── Records to process ──
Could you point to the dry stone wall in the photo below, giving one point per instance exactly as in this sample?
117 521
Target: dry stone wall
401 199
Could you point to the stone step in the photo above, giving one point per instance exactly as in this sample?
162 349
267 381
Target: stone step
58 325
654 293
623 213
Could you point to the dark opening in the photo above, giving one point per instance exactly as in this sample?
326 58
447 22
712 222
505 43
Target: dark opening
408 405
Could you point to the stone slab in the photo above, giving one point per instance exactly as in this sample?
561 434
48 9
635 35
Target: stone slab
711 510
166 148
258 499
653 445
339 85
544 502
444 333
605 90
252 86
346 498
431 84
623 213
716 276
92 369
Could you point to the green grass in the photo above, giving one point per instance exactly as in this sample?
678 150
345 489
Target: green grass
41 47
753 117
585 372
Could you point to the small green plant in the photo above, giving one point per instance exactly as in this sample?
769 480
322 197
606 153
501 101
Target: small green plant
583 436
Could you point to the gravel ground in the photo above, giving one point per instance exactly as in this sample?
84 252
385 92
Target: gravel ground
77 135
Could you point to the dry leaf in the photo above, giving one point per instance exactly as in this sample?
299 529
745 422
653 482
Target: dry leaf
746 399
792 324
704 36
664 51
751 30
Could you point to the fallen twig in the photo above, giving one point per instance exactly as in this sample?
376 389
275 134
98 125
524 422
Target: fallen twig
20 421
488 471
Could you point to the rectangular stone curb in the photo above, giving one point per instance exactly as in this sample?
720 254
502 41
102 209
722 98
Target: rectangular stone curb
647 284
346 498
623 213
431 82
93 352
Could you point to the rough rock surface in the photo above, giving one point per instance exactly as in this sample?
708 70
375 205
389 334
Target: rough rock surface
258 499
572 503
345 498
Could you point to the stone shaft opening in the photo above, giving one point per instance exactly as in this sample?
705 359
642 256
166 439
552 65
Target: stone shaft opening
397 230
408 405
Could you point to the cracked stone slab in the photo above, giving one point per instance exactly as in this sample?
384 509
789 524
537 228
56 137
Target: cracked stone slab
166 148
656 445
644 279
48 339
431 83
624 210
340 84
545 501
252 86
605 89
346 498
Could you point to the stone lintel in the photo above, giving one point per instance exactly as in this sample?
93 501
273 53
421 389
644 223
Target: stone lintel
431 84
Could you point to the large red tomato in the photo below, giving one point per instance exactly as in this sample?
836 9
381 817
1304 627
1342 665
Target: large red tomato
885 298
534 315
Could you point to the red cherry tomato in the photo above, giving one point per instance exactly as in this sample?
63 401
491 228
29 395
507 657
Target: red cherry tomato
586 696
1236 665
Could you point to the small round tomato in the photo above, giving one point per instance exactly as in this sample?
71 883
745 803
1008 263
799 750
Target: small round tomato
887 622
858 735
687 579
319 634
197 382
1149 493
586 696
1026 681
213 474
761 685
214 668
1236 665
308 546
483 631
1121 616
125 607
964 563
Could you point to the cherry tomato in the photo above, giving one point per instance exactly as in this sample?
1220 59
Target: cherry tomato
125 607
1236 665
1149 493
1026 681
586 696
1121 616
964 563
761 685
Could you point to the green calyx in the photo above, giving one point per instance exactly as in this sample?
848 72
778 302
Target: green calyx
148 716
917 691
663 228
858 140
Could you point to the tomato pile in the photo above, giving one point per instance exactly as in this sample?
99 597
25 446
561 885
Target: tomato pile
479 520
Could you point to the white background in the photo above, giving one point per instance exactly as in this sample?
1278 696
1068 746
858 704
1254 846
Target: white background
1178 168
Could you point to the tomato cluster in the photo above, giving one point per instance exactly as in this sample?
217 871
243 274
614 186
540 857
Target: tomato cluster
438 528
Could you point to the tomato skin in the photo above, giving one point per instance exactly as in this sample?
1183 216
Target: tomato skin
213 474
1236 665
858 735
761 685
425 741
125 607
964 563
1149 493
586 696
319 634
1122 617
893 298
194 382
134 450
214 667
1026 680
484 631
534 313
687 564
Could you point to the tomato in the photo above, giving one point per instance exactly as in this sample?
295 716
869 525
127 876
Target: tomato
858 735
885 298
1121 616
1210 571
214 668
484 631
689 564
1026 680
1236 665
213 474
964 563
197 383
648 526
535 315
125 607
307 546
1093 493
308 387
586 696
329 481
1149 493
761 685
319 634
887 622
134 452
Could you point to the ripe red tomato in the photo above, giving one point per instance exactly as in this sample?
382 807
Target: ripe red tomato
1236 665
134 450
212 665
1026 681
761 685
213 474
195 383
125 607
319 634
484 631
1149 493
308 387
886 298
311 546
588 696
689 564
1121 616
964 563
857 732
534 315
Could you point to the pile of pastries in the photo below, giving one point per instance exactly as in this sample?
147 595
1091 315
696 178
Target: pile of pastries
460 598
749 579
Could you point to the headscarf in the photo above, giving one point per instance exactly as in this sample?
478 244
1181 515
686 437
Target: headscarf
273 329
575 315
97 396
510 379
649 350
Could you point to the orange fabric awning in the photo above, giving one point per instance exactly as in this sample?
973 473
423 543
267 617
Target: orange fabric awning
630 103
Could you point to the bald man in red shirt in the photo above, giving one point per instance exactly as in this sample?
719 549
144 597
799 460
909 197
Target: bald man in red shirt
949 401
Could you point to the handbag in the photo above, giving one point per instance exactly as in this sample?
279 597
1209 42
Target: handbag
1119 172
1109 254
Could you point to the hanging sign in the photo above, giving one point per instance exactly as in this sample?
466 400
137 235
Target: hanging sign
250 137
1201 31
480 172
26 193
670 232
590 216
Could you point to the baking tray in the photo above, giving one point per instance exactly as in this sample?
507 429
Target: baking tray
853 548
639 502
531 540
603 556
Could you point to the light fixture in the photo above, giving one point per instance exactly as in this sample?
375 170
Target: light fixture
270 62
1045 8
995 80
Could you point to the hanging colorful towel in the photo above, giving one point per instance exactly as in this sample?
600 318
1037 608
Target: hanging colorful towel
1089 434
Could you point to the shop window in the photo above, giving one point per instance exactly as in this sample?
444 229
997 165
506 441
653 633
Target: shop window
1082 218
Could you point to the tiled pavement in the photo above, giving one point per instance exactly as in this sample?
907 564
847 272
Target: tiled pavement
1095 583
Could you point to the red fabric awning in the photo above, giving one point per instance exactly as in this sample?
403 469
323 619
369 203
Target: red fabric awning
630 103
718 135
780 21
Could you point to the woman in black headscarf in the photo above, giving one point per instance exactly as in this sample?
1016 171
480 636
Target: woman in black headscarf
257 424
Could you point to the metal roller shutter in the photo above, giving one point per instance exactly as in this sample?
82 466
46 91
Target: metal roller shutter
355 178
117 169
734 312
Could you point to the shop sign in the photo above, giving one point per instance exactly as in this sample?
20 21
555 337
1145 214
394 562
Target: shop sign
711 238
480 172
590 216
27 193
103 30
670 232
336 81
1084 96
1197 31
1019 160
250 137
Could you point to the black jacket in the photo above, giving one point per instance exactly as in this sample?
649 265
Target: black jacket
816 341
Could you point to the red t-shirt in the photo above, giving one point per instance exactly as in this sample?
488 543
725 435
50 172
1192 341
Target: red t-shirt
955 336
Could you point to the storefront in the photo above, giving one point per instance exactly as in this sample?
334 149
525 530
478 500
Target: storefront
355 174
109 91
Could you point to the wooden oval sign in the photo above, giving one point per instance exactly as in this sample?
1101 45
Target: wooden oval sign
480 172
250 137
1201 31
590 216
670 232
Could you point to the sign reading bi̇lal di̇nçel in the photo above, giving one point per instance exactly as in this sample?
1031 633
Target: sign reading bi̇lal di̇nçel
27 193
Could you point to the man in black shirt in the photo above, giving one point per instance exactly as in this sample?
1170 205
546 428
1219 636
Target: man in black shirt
───
- Required work -
Give back each line above precisely as it stands.

- Result of this task -
Could you point to the dry stone wall in the photo below, giving one point per instance exactly as in this sample?
117 521
Target: dry stone wall
401 199
Could you point to the stone step in the photo above, giving one point per instance exactly as in this sample?
162 349
267 381
Target: stone step
58 325
654 293
623 213
Could you point to the dark opening in the photo above, giving one point per instance exactly as in this sample?
326 58
447 22
712 222
505 43
Target: dark opening
408 405
Could you point to the stone slab in the photo above, giving one point per instance exactly as in this sample?
561 434
48 9
635 35
Target: stone slab
711 510
166 148
258 499
653 445
339 85
544 502
444 333
605 90
252 86
346 498
431 84
623 213
716 276
92 369
Could you point to the green grass in the photo above, giving one point per instance exactly as in this sample?
678 150
345 489
Target: green grass
41 47
753 117
585 372
Could you point to the small green plant in the photo above, giving one point per instance exactly as in this sample?
769 480
322 197
606 153
501 101
Target: small green plant
583 436
Could you point to the gravel ground in the photo above, giving one point per instance exactly as in this sample?
84 252
385 92
Target: gravel ground
77 135
Could you point to the dry leaf in the photo above, giving one point per instance exactly as in this sample?
299 529
745 422
653 482
Target: dry leaf
746 399
792 324
704 36
664 51
751 30
Could you point to the fallen twig in the photo above, giving one point per instance exactly as in this sample?
376 389
275 134
98 125
524 422
Target: fallen twig
20 421
488 471
Could you point to the rectangular stone curb in the photo above, giving one point per instance exactly as in this sample?
720 254
502 41
102 209
722 98
Target: rectangular stone curb
647 284
346 498
623 213
431 82
93 352
Could you point to the rough rock surface in the photo above, giving one point per instance exactly as in this sample?
708 70
375 205
389 334
Target: rough rock surface
258 499
572 503
345 498
Could you point to the stone shaft opening in the photo above, giving one point per instance exactly as in this sample?
705 359
642 256
166 439
552 65
Target: stone shaft opening
397 230
408 405
Could you point to the cracked stone slab in the photo above, giving one point per instance exactly as in this sample?
384 509
789 524
537 228
56 137
Target: cracked stone slab
166 148
656 445
644 279
48 339
431 83
624 210
340 84
545 501
252 86
605 89
346 498
Could you point to the stone lintel in the photo above, giving one point per instance exactly as in this sample?
93 501
273 53
421 389
644 223
Target: stone lintel
431 84
Could you point to the large red tomato in the photo below, giving one point per instance exactly as in this sample?
836 9
381 817
1304 627
1342 665
Target: large red tomato
885 298
534 315
Could you point to the red cherry tomato in the photo above, giving one point per instance exactly as in this sample?
63 401
491 228
29 395
507 657
Target: red cherry tomato
586 696
1236 665
Could you point to the small round tomato in the photo above, giving one point per instance exactly as in this sample?
71 883
745 803
1008 263
799 750
Target: small round tomato
887 622
858 735
687 579
319 634
197 382
1149 493
586 696
1026 681
213 474
761 685
214 668
1236 665
308 546
483 631
1121 616
125 607
964 563
Could you point to the cherry tomato in the photo above, giving one point per instance exactly as in this sample?
1220 59
Target: cherry tomato
125 607
1236 665
1149 493
1026 681
586 696
1121 616
964 563
761 685
Could you point to the green calyx in the photo above, giving one point per instance exactly as in this sample?
848 72
778 302
Target: green calyx
148 716
917 691
663 228
858 140
Could you point to the tomato pile in the photo above, giving one point per instance exactly as in this sample?
99 597
25 446
561 885
Target: tomato pile
479 520
Could you point to the white background in the photo above, giving one point per instance exactly as in this sample?
1278 696
1068 746
858 704
1254 846
Target: white background
1178 168
Could you point to the tomato cluster in the photo above, giving one point per instance exactly as in this sample?
217 871
243 274
614 186
540 857
Target: tomato cluster
438 528
Could you point to the tomato skin in the photo above, giving one point per instance exactly as in this sample?
1183 216
Target: tomato skin
213 474
1236 665
858 735
761 685
425 741
125 607
964 563
1149 493
586 696
319 634
1122 617
893 298
194 382
134 450
214 667
1026 680
484 631
534 313
687 564
Could you point to the tomato in the photo above, giving one point per instance exactly as in this sample?
295 716
869 525
127 876
Target: tomato
858 735
885 298
1121 616
1210 571
214 668
484 631
689 564
1026 680
1236 665
213 474
964 563
197 383
648 526
535 315
125 607
307 546
1093 493
308 387
586 696
329 481
1149 493
761 685
319 634
887 622
134 452
Could you point to the ripe red tomato in the photo above, giving one point per instance exactly as in this sample?
382 807
Target: ripe red tomato
1236 665
134 450
212 665
1026 681
761 685
213 474
195 383
125 607
319 634
484 631
1149 493
308 387
886 298
311 546
588 696
689 564
1121 616
964 563
857 732
534 315
Could you point to the pile of pastries in the photo below, giving one point per instance exactly as in this sample?
147 595
1091 315
696 178
Target: pile of pastries
460 598
749 579
Could you point to the headscarf in the photo above, giving one point per instance exactly as in this sample?
478 244
1181 515
686 437
Target: headscarf
273 329
575 315
97 396
510 379
649 350
Could you point to the orange fabric awning in the photo above, giving one point per instance exactly as in this sample?
973 473
423 543
267 617
Target: orange fabric awning
630 103
Could you point to the bald man in red shirt in the photo above, giving one point per instance exactly as in this sample?
719 549
144 597
799 460
909 197
Target: bald man in red shirt
949 401
Could you point to the handbag in the photo above, giving one point per instance exactly as in this sample?
279 597
1209 42
Target: handbag
1119 172
1109 254
Could you point to the hanging sign in the photo above, giving one point per instance exactly as in this sample?
466 400
137 235
Target: hanging sign
250 137
1201 31
480 172
26 193
670 232
590 216
Could you point to the baking tray in the photo above, giving one point per instance exactly as in this sample?
507 429
Target: baking tray
853 548
639 502
531 540
603 556
Could you point to the light fixture in the photo above, giving one point per instance exactly as in this sample?
375 170
Target: light fixture
270 62
1045 8
995 80
Could you point to the hanging colorful towel in the photo above, giving one point per instance exactly as in this sample?
600 318
1037 608
Target: hanging colorful towel
1089 434
Could you point to the shop window in the photo above, giving one point per instance exactly as in this sample?
444 229
997 165
506 441
653 633
Target: shop window
1082 218
Could you point to the tiled pavement in the photo above, giving one point per instance exactly as in this sample?
907 564
847 272
Target: tiled pavement
1095 583
Could you point to the red fabric awning in the photo above, giving one point per instance exactly as in this sample?
403 469
323 619
369 203
Target: red fabric awning
630 103
718 135
780 21
Could you point to the woman in black headscarf in the photo above, giving one point per instance exactly as in this sample?
1016 171
480 636
Target: woman in black headscarf
257 424
Could you point to the metal roller shutter in the photo above, giving one point per instance exactly as in this sample?
82 466
46 91
Target: metal roller shutter
355 178
117 169
734 312
Could you point to the shop sign in the photo above, giving one point per instance exactly as in this sample?
20 21
555 337
1145 214
394 562
Target: shop sign
711 238
480 172
590 216
27 193
103 30
670 232
336 81
1084 96
1197 31
1019 160
250 137
Could you point to the black jacket in the photo above, giving one point per instance exactly as in this sample?
649 265
Target: black jacket
816 341
Could you point to the red t-shirt in the photo above, giving one point per instance exactly as in this sample?
488 543
725 435
50 172
1192 341
Target: red t-shirt
955 336
Could you point to the storefront in the photo above, giving one point per instance exactly as in this sample?
334 149
525 530
478 500
Target: storefront
355 174
109 91
Could you point to the wooden oval sign in the photo above, giving one point per instance exactly as in this sample?
1101 45
Target: wooden oval sign
480 172
250 137
1201 31
590 216
670 232
Could you point to the sign reading bi̇lal di̇nçel in the photo above, giving one point per instance exactly as in this sample?
1031 633
Target: sign reading bi̇lal di̇nçel
27 193
Could you point to the man in black shirt in the photo above, giving one point per instance exactly as in this sample?
1170 205
546 428
1219 636
Target: man in black shirt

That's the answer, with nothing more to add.